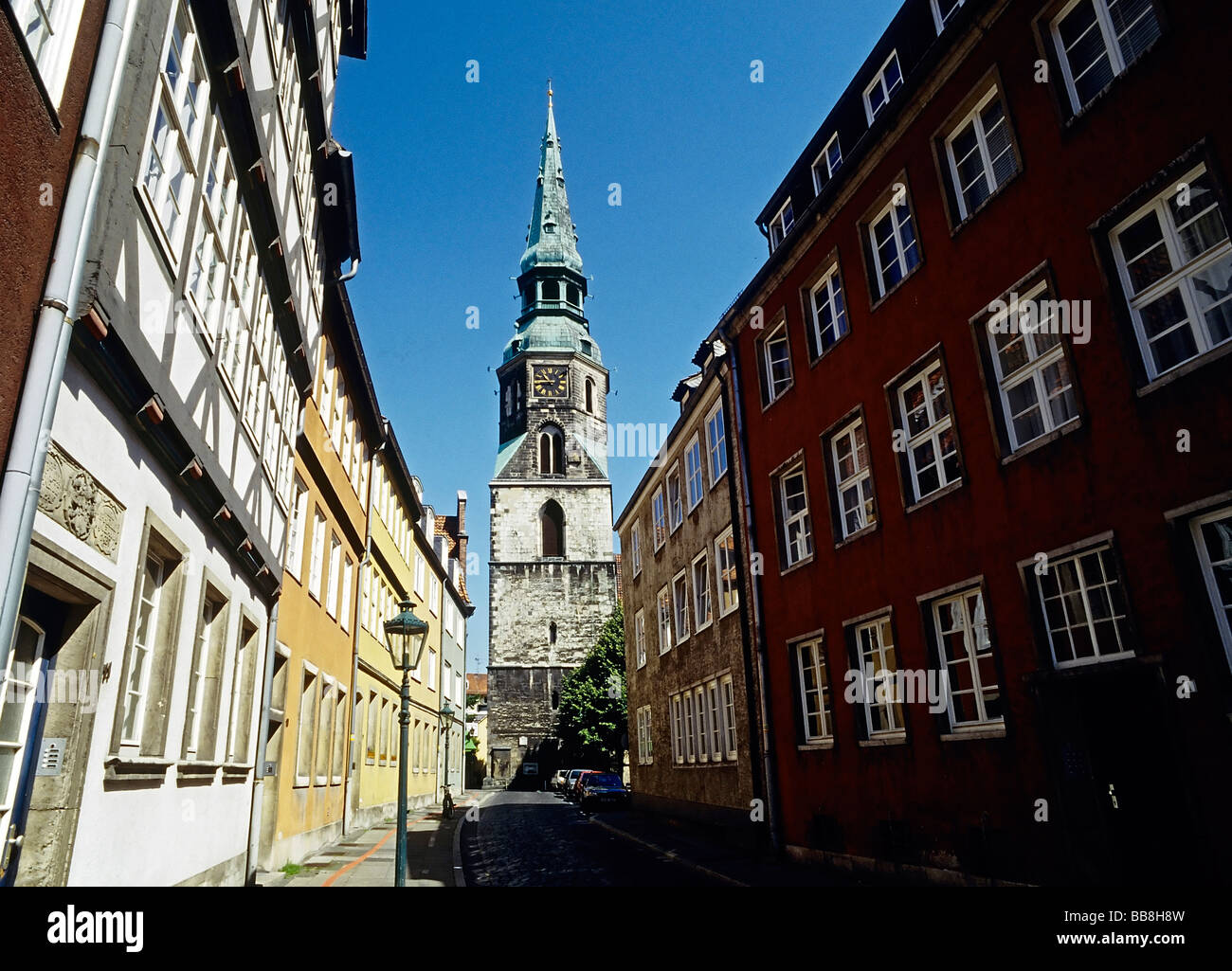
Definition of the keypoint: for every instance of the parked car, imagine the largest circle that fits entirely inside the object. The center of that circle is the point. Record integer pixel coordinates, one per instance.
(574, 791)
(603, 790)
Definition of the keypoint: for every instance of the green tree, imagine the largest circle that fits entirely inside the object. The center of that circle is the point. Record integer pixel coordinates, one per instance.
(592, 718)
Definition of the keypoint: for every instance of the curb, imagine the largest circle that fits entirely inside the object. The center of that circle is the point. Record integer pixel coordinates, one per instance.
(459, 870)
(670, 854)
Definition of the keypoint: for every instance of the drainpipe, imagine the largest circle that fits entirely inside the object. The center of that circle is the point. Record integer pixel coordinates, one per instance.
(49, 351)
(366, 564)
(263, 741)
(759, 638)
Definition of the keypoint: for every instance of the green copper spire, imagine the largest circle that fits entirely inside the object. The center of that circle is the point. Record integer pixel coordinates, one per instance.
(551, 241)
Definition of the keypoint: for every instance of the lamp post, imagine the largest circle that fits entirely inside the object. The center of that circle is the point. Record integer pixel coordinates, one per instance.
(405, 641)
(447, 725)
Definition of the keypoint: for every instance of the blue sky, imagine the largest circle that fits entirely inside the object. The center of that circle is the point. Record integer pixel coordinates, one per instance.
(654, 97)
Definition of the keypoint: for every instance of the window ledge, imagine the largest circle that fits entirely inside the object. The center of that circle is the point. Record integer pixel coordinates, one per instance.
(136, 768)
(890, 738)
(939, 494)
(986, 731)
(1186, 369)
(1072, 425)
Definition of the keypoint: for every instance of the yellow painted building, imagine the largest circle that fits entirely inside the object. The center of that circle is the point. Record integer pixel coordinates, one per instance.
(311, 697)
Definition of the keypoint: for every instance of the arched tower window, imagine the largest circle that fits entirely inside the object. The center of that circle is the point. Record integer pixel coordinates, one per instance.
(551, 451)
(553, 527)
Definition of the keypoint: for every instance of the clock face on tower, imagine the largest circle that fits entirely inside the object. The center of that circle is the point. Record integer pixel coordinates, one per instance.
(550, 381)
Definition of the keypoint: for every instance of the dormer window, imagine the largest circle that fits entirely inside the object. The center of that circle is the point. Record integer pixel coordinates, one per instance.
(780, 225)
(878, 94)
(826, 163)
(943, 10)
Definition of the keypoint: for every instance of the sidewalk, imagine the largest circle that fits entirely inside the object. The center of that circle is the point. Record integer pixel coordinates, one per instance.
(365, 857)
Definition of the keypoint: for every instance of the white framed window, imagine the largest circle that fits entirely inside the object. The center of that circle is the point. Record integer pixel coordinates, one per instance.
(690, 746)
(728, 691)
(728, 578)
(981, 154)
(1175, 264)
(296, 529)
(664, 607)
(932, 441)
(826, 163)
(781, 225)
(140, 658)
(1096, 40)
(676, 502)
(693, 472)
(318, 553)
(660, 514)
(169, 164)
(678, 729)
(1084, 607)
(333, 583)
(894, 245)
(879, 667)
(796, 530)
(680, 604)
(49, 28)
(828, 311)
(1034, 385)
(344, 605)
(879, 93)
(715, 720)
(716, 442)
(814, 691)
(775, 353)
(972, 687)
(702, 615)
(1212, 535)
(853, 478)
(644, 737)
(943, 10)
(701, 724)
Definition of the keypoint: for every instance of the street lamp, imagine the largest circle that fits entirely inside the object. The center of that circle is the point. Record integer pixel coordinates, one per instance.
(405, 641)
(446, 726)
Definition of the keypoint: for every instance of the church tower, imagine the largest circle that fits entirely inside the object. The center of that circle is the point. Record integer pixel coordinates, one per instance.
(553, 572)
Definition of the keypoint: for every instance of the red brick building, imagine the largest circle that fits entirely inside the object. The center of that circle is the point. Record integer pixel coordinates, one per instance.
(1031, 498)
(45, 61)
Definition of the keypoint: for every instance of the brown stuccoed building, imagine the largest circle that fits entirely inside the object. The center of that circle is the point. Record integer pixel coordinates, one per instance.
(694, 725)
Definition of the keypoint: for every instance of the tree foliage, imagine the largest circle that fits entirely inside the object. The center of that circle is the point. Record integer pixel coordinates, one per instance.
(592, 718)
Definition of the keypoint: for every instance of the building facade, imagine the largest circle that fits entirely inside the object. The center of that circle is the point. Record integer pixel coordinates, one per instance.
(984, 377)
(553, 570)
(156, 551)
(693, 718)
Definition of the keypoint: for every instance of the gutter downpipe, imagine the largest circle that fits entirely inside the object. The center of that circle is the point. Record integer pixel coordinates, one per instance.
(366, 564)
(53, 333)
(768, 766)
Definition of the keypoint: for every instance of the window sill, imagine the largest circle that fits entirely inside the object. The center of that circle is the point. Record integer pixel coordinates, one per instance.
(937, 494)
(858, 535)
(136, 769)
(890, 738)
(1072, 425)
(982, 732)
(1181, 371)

····················

• _WHAT THE TASK ASKS_
Please put the items above into a two-column CSV with the headers "prompt" and "points". Give one row per item, with its text and its answer each in a single quoted field, line breaks replaced by spaces, and the pictures left out.

• _IN RESPONSE_
prompt,points
"Definition of the keypoint: for every instance of the parked car, imagine the largest circle that fits entirely inside the object. The center of that circle is the point. Record integer pixel coordinates, one per instance.","(574, 791) (603, 790)"
"Definition of the keypoint: for every instance of the green tree, imagine the largest circle that fits entirely inside the object. The center of that circle is the point. Record integer pixel coordinates, one per instance.","(592, 718)"
"Definition of the keypoint: for every instance of the curb, imagine the largest circle that fits entirely inside the object. The center of that circle is the point. Record integer pixel coordinates, one per instance.","(459, 870) (670, 854)"
"Definition of the keypoint: for every instance of the drainpipe, imagine the largest circle that fits entirely inside the object. The center of that circle is the point. Record integer pixel coordinates, one per instance.","(49, 351) (366, 564) (263, 741) (759, 638)"
"Definition of the keypoint: for every instance of the green copper spire, imagine the largest circle that fits entirely inside the object. The center of that circle is the point. Record integer pixel coordinates, one per instance.","(551, 241)"
"Definition of the keypoint: for every instance of the lamp post, imagine the largest circle that fits entirely inside the object. The center of that circle is the point. Record integer pixel coordinates, one per instance.","(405, 641) (447, 725)"
"Definition of the keypoint: for every instance of the blue sky, imagine the largest circle that fits entirely inside the object. The center of that circle is the point. Record integer pixel coordinates, one per instance.","(654, 97)"
"Definition of the keypoint: for every instance of the window ledge, imagine the largest circle that fits entirely inside the object. The center of that circle is the point. Record integer pixel coordinates, one per instance.","(136, 768) (890, 738) (939, 494) (986, 731) (1186, 369) (1072, 425)"
"Definition of the keypoint: for every instance of the yellow painted building, imagine the largest circle that fits entirely inside the object. The center of that circle is the point. Record integer pixel coordinates, one per instance.","(311, 697)"
"Definition of the keypoint: for every instance of the arched tower window, imagine the largest circle that fits entirely inside the object. The center of that circle is the point. Record integer pixel coordinates, one per instance.","(551, 451) (553, 527)"
"Definition of the keypoint: for every instance of the clock face on tower, imagine the largest circle that fits entirely inside the object. The center of that circle is the point. Record integer pixel coordinates, one per instance.","(550, 381)"
"Definition of the keypoint: for every instance of the dormer window, imagine the largest circle that fits entirely inside the object. The center of that circle is the point. Record integer pixel coordinates, one per instance.","(780, 225) (878, 94) (826, 163) (943, 10)"
"Definition of the keypoint: for every instance of the sidewalk, imagine the largest circle that fits entirely inside the object. The center of that circle is the point. Record integer pixel coordinates, one per instance.","(365, 857)"
"Definition of the keypoint: for every instance of the white framed window, imagine the largest circle that fits entirely inside the object. The center of that circle is the point. Record integer pixel coordinates, one per instance.","(690, 746) (728, 691) (728, 578) (981, 154) (1175, 264) (296, 529) (664, 607) (932, 441) (826, 163) (781, 225) (140, 658) (1096, 40) (676, 502) (693, 472) (318, 553) (660, 514) (169, 164) (678, 729) (1084, 607) (333, 583) (894, 245) (879, 667) (796, 530) (680, 604) (49, 28) (828, 311) (1034, 385) (344, 605) (879, 93) (715, 720) (716, 442) (814, 691) (775, 353) (972, 687) (702, 615) (1212, 535) (853, 478) (644, 737) (943, 10) (701, 724)"
"Definition of the keypoint: for every instance of the street lamp, imagine the largest circle that fits entirely inside the object. The center of that circle is the point. Record integer pixel coordinates, one per instance.","(405, 641) (446, 726)"
"Definition of the keypoint: for every instance of the church tower, imagine the largest circle that fits entirely inside the object. The center of that circle is the point. Record integer pixel coordinates, one per instance.","(553, 572)"
"Definition of the keypoint: for every instance of the red brick building, imagine the largest circle that fits entirely inside the object. The center of that circle is the point. Record integer pixel coordinates, one per instance.","(1031, 498) (45, 61)"
"Definition of the keypoint: for every instance of the brown stuccoed building, imagine the largest circle that fits entirely inside the object. The center of that circle is the point. Record integer pixel coordinates, one per instance.","(694, 725)"
"Definition of the keypoint: for every instance of the tree foliage, imagine the largest circle that fits entirely inside the object. The center of that circle is the point. Record integer pixel coordinates, one per instance.","(592, 718)"
"Definition of the keypoint: for every instance of the building facade, imagine the largest circle that fits entirely inside the object. The center of that circle is the point. Record integer pixel coordinates, one per instance.","(984, 377) (553, 570) (156, 551) (693, 718)"
"Definition of the keypoint: for every instance of the gutter downpipe, imagine the largest circle that fits entirely inside the object. The center of that circle is the point. Record integer pixel coordinates, one per instance.","(366, 564) (53, 333) (768, 766)"
"Definition of the keypoint: for every instance of the window sill, imagine the largest circle that fits entirely inside the object. The center of that circle is the point. Record integer pixel coordinates, one per instance.","(937, 494) (858, 535) (136, 769) (890, 738) (1072, 425) (982, 732) (1181, 371)"